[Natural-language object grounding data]
= = =
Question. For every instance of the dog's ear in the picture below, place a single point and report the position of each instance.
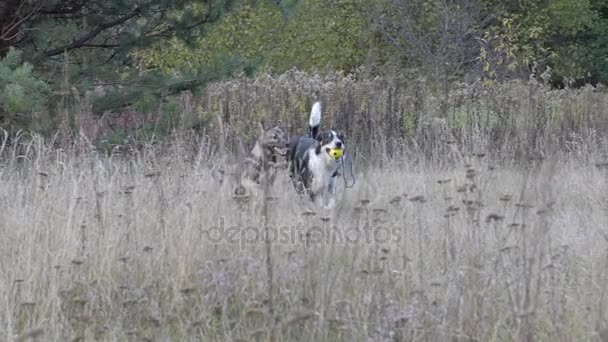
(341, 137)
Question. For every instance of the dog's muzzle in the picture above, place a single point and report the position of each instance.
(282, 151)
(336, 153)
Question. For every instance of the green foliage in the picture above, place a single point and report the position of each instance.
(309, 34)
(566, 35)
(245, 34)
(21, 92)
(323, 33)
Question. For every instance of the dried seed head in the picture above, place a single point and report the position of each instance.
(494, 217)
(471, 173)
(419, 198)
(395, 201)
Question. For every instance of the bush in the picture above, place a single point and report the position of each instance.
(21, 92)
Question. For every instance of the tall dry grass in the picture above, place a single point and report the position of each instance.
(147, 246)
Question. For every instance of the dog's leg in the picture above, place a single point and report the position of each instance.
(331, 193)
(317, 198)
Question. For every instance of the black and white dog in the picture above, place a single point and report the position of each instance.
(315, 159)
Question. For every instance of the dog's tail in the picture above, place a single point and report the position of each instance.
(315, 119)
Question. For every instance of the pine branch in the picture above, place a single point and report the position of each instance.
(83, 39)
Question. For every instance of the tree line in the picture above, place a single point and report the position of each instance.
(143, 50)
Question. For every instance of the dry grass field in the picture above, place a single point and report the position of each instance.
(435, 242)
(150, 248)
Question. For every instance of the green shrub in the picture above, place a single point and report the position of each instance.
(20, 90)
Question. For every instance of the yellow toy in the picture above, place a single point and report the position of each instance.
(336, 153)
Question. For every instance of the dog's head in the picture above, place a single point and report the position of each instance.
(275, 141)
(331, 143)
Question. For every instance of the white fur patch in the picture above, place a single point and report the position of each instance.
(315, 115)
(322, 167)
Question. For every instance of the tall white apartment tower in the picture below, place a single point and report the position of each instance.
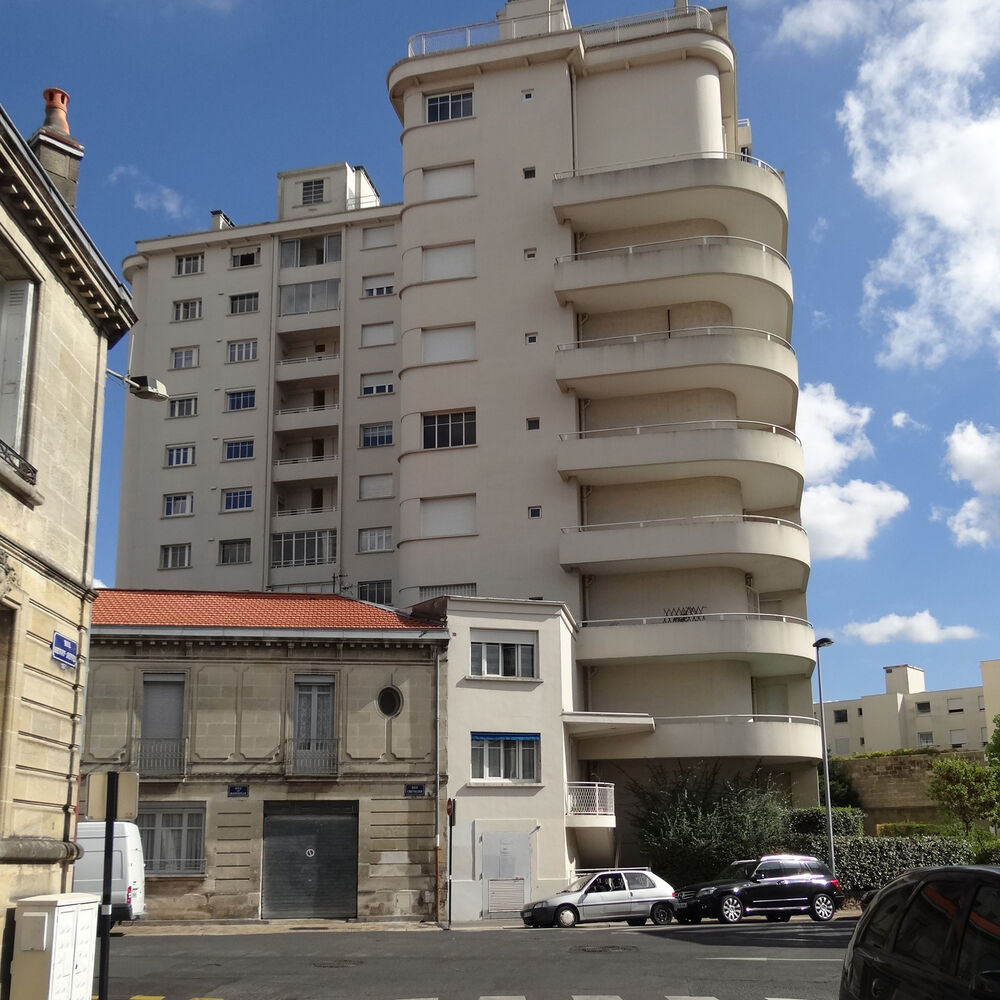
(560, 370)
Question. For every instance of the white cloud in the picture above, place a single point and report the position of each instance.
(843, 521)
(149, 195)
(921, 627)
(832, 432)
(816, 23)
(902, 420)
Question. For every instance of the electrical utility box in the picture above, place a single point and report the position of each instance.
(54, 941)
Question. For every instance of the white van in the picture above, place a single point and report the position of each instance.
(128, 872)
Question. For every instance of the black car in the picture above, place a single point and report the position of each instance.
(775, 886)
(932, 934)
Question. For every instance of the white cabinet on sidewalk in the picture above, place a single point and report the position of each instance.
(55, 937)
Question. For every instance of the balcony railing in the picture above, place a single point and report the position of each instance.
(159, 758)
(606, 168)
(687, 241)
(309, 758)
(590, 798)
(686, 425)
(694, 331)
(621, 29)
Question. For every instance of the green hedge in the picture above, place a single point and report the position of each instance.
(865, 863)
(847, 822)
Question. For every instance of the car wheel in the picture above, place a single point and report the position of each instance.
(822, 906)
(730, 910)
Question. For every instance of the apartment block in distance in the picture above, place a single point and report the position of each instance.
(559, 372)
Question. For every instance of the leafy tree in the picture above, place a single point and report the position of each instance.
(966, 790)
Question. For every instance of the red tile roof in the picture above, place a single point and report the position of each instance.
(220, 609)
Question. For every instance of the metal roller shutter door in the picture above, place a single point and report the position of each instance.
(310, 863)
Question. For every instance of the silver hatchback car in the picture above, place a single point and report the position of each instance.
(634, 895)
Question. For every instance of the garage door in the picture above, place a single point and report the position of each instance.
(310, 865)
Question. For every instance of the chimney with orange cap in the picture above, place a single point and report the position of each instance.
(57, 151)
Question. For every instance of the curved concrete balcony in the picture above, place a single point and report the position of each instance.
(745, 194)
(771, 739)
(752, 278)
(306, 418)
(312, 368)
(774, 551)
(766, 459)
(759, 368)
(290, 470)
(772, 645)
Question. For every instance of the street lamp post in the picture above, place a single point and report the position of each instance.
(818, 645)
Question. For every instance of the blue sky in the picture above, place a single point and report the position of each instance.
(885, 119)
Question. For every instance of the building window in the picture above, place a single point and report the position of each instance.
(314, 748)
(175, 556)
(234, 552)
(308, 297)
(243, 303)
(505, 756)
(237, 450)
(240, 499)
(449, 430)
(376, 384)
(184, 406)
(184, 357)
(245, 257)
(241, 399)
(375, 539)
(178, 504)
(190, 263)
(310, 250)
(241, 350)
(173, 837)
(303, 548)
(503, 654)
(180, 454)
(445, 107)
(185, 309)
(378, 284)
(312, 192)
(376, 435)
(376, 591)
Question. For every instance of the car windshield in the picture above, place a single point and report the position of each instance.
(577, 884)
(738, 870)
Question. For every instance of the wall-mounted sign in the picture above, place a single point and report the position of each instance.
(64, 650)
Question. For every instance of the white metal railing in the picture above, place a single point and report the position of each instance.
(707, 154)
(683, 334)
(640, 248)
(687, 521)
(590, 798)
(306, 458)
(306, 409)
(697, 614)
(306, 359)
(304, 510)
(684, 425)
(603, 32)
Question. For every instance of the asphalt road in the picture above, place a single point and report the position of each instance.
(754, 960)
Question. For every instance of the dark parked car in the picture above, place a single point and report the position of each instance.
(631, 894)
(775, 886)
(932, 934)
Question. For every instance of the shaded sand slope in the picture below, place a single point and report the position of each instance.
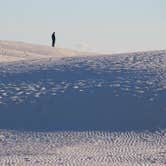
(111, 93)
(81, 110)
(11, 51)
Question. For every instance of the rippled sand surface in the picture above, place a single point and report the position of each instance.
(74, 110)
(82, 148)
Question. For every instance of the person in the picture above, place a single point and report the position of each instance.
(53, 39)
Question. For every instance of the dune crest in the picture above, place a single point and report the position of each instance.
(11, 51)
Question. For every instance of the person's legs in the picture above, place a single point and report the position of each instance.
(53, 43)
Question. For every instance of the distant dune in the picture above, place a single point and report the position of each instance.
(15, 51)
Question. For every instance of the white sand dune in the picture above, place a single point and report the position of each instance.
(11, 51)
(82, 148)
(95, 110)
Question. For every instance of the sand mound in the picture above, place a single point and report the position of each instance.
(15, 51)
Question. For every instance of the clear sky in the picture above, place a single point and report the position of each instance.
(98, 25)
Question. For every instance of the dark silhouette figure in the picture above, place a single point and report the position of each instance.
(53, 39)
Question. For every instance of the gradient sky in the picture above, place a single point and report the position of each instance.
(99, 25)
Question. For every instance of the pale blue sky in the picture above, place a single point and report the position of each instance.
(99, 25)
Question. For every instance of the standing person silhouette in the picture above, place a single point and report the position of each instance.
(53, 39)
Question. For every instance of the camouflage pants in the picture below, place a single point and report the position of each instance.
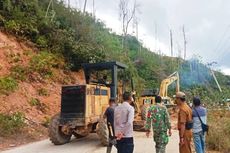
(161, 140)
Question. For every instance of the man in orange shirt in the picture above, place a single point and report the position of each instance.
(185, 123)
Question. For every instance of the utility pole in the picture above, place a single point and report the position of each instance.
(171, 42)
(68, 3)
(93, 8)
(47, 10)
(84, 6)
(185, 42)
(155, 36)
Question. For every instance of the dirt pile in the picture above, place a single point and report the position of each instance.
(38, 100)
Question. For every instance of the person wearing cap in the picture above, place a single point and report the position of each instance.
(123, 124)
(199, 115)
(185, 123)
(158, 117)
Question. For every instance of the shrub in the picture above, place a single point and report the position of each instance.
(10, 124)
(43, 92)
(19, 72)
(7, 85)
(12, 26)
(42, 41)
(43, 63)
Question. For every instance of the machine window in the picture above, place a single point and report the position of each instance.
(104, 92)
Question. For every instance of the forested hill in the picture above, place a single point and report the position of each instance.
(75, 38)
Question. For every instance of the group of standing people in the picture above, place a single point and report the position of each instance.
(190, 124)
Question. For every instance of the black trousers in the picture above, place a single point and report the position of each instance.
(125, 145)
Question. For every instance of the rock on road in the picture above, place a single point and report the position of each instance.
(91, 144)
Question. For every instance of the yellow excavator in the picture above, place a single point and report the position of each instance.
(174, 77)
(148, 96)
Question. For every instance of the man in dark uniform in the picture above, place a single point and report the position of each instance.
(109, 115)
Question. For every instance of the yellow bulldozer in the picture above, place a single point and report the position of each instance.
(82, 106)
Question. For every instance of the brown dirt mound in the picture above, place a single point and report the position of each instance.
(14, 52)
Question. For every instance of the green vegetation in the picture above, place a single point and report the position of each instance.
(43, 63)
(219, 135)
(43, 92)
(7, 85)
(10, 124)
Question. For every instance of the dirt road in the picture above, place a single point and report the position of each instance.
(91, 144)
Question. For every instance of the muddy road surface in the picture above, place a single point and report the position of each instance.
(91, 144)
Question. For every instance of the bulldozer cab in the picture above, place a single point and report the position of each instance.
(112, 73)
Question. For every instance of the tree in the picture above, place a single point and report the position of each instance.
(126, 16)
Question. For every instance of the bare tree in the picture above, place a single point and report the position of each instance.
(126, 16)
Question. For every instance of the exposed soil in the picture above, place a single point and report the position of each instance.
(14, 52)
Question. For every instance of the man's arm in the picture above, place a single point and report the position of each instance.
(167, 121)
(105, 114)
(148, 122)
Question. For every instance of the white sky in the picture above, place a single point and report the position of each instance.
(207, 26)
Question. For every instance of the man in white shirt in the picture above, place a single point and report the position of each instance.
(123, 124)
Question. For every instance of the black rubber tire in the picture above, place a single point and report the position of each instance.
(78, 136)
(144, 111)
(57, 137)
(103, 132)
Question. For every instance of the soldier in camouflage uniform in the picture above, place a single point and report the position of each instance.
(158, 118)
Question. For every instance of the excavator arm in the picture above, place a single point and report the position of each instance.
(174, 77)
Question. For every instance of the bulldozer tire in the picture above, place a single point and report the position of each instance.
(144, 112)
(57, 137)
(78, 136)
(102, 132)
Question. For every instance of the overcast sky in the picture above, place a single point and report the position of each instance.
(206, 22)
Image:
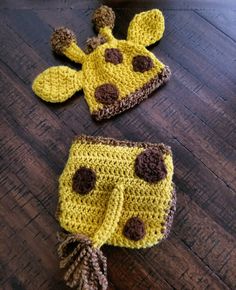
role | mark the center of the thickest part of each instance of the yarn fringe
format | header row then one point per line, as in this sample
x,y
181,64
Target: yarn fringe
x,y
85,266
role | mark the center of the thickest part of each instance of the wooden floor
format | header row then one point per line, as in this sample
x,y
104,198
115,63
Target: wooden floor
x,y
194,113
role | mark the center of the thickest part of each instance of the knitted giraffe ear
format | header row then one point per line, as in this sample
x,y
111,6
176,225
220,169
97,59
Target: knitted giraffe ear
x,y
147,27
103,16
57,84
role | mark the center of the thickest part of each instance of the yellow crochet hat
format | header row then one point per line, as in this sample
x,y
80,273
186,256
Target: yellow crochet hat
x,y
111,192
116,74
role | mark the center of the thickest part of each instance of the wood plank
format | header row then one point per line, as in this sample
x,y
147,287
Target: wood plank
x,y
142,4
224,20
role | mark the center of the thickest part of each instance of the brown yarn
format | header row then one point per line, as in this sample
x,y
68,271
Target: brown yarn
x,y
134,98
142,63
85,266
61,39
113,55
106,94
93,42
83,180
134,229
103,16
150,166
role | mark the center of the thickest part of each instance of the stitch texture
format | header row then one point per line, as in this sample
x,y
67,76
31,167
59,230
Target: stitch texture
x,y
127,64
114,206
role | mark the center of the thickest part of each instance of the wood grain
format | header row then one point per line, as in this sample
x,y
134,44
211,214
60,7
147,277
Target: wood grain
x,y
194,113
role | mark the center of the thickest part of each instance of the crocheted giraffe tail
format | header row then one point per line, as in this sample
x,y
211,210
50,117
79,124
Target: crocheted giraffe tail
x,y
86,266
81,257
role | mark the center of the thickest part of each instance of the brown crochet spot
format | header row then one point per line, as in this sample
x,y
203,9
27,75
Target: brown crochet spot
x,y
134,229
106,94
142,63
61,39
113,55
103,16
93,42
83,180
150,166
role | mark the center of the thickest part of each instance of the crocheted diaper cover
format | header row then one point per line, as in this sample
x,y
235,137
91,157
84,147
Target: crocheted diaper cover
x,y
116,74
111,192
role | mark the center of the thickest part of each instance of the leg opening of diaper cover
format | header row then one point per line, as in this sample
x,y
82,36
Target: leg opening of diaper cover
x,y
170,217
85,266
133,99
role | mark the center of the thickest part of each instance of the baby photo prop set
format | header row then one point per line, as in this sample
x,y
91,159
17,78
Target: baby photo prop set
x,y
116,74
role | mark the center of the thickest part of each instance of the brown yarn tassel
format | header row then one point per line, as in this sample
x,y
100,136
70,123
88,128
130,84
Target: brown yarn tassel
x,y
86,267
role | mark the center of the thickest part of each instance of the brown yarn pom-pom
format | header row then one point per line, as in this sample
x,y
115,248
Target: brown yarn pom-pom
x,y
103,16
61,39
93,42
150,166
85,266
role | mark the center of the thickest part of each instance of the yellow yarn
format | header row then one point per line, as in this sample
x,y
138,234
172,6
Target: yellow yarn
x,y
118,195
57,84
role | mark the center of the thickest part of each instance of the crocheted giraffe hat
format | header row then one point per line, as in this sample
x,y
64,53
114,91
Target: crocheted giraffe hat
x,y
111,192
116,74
= = =
How to complete this task
The lines from the one holding "Target: yellow yarn" to the final line of the entries, both included, are what should be output, exactly and alone.

Reply
Target: yellow yarn
x,y
118,195
57,84
role | mark the center of the thickest part of each instance of the crocheted giraffe hat
format | header row then one point per line, as in this sample
x,y
64,53
114,91
Target: crocheted giraffe hat
x,y
111,192
116,74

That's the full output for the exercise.